Your task: Return all the entries below exactly as they were given.

━━━━

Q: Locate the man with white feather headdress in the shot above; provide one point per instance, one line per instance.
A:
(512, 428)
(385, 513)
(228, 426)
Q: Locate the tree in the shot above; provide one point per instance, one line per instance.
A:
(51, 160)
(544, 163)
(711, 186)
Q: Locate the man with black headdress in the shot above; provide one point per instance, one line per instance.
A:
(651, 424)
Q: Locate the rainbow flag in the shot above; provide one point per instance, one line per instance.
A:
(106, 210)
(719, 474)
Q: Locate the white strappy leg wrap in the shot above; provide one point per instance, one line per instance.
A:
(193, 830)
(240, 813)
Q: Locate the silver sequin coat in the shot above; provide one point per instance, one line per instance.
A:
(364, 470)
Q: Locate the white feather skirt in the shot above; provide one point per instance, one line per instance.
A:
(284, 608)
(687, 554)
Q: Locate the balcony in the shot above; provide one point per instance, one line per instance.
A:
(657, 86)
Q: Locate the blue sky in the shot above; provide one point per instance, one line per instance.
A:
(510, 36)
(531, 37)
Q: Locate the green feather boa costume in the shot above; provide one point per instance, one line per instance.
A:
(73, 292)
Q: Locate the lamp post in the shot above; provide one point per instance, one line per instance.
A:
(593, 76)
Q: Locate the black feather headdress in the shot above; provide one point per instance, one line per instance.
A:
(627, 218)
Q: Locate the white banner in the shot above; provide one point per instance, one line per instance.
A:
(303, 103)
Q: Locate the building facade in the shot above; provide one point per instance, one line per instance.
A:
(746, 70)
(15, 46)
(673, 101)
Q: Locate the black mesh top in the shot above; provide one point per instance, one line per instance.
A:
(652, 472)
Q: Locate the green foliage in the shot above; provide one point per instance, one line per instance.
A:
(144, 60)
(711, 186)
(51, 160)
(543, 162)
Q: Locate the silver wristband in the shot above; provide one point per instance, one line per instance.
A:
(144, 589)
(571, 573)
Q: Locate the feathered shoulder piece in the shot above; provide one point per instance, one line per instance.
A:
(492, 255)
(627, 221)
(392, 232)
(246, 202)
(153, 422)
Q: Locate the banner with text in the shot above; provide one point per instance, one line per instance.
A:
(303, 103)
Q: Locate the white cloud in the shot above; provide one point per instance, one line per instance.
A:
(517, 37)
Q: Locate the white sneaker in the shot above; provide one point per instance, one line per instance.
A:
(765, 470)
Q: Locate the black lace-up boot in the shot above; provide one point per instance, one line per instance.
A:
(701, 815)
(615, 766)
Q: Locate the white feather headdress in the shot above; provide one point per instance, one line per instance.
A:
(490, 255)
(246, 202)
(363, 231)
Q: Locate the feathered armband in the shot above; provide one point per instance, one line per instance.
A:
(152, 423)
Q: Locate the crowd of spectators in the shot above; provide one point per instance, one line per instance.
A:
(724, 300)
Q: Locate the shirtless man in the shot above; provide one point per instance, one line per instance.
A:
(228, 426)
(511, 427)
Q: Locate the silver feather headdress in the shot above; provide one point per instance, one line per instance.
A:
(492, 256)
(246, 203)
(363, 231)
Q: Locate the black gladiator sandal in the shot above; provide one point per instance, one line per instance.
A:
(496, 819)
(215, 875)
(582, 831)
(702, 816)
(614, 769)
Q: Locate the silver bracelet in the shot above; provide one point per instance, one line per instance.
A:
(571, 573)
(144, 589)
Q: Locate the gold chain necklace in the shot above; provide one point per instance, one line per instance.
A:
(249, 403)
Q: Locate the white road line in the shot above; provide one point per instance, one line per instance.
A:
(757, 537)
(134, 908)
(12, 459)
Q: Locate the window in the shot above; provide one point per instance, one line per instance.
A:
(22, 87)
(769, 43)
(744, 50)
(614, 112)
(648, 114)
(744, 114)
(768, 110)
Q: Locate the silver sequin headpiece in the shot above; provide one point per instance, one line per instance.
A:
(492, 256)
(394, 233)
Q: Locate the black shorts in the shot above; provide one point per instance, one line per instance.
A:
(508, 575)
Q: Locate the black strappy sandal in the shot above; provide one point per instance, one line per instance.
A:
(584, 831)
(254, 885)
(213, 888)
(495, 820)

━━━━

Completed task:
Q: Locate the man with white feather headdress in the shot above; provide one point per instance, one line per instance.
A:
(512, 428)
(385, 513)
(228, 426)
Q: Locate the tree in the shot above; provide one point per instance, one line per instance.
A:
(51, 160)
(544, 163)
(711, 186)
Q: Locate the man with black headdress in the shot above; provide one point per instance, one line per instance.
A:
(651, 424)
Q: Locate the rainbow flag in the shot above; provide one point per instance, one line per instance.
A:
(106, 210)
(719, 474)
Q: Locate the white strappy leg wrap in the shot above; provide one point per instance, one line per instance.
A:
(193, 830)
(240, 813)
Q: Locate the silver sequin coat in the shot above; provide one point per instance, one line per instance.
A:
(364, 470)
Q: Locate the white feather skirt in the shot above; provide one point per instance, one line per instance.
A:
(284, 608)
(687, 554)
Q: Locate the balcony in the shot above; provide one point per instance, one line per instance.
A:
(657, 86)
Q: Locate the blue sky in the shot above; provide one point per instance, one line per instance.
A:
(510, 36)
(531, 37)
Q: Locate the green feather boa costume in the shot above; provide one point per instance, one line per instance.
A:
(73, 292)
Q: Locate the lamp post in the shot above; provide one point per instance, one line per instance.
A:
(593, 76)
Q: Locate the black feather headdress in the shot above; provide one point per instance, one line per instance.
A:
(627, 218)
Q: Locate the white banner in the shot above; provide one point per instance, one line per instance.
A:
(303, 103)
Q: Locate the building facade in the shot above; provide one point per instance, one line per instance.
A:
(746, 70)
(15, 46)
(673, 101)
Q: Locate the black mesh top in the shot above; provide one point per instance, one line per instance.
A:
(652, 472)
Q: Locate the green foliage in the shot above; provide one point per instance, one line per instance.
A:
(144, 60)
(711, 186)
(51, 160)
(543, 162)
Q: Locate the silver wristband in the shot above; provide one point per instance, one line per instance.
A:
(144, 589)
(571, 573)
Q: Locate the feathered shoulder piece in the shot above; provide one point per instance, one line per instance.
A:
(492, 255)
(627, 221)
(392, 232)
(246, 202)
(153, 422)
Q: Locate the banner with text in the shot above; provide one point per instance, one line per instance.
A:
(303, 103)
Q: Locate the white cloud in the shot above; provide one point per instance, one line per instance.
A:
(517, 37)
Q: Locate the white sneaker in the shot above; provide one point per instance, one line per instance.
A:
(765, 470)
Q: Locate the black lace-up boot in the shot above; provide one point per instance, one line per instance.
A:
(701, 815)
(615, 766)
Q: Locate the white feather headdress in the shot above; provide one point per instance, one line per instance.
A:
(490, 255)
(246, 202)
(363, 231)
Q: Locate the feathered armband in the shot above; provide one point per instance, one line per instance.
A:
(152, 423)
Q: Locate the crowd of spectators in the shot above; provide one point per instance, one line per instance.
A:
(724, 300)
Q: Locate the shirtless man in the shot above; provide one point per instance, one line per instance.
A:
(228, 426)
(511, 427)
Q: Locate the silver feather headdress in the shot above; provide one point per instance, one line per instance.
A:
(492, 256)
(246, 203)
(363, 231)
Q: Locate the black gladiator sandal in the shot above; provide one point per instance, one line per instance.
A:
(496, 819)
(215, 875)
(582, 831)
(702, 816)
(614, 769)
Q: Locate the silver bracelet in the shot above; provide one point per instance, one line per instance.
A:
(571, 573)
(144, 589)
Q: Locate the gold chain necklace in the shot above; provide one point per instance, one line per instance.
A:
(249, 403)
Q: Locate the white road line in the shot above; provide one point per instance, one line per instance.
A:
(757, 537)
(134, 908)
(12, 459)
Q: Locate the window in the shot above; provide one point per instance, one line per instance.
A:
(22, 87)
(769, 43)
(744, 50)
(614, 112)
(648, 114)
(744, 114)
(768, 110)
Q: Locate the silver sequin headpiece in the shot above; provide one point per instance, one line per instance.
A:
(492, 256)
(394, 233)
Q: Locate the black shorts in the shot above; provide one point per instance, one line per instance.
A:
(508, 575)
Q: Locate the black strappy sandal in the shot above; provide one point per instance, one line per instance.
A:
(584, 831)
(254, 885)
(213, 888)
(495, 820)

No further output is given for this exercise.